STATED TASK: In the material below, copy out the lines starting with the one containing "Where can you see the van" up to and including the one containing "Where can you see the dark", with no changes.

INPUT FOR THIS TASK:
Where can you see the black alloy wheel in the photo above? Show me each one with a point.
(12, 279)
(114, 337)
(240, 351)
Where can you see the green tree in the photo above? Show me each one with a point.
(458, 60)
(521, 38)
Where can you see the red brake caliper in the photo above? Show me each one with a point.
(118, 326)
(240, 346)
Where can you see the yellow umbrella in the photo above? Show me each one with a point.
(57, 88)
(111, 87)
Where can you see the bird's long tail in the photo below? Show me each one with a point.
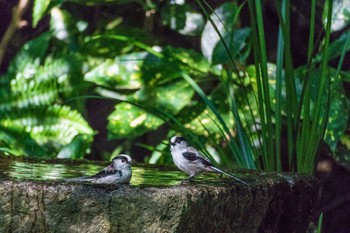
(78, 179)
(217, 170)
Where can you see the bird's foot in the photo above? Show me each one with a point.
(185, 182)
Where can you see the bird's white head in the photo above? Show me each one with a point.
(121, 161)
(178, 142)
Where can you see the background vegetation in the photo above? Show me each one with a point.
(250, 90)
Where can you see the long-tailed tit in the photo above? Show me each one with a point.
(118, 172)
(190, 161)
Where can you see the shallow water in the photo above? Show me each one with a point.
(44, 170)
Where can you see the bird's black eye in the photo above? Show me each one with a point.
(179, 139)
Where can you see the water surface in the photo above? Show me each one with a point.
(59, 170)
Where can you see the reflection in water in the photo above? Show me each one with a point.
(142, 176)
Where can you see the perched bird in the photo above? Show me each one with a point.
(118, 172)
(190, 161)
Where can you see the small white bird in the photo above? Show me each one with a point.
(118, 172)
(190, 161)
---
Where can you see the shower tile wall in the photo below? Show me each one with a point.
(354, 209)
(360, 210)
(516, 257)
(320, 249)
--
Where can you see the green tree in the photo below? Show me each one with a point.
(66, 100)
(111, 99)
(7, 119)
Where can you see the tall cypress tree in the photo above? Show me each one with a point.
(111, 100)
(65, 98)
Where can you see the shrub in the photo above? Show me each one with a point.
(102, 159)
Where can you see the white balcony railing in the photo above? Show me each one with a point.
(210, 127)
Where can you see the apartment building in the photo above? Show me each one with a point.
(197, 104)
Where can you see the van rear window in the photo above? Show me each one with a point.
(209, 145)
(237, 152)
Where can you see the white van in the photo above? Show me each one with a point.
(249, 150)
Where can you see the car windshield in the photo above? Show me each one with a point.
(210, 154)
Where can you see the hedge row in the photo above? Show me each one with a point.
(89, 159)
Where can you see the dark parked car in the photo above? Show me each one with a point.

ANSWER TO THIS TASK:
Where can you see the van rear window in the photo above? Show me each one with a point.
(209, 145)
(237, 152)
Where can you see the white van in the photo above? Show me each one with a point.
(249, 150)
Where can you see the car windshield in the photo above? Show me each one with a point.
(210, 154)
Where can you see the hedge row in the photo above? Show me each one with a point.
(89, 159)
Where can you see the dark parked car in the photo above? Show me each one with a point.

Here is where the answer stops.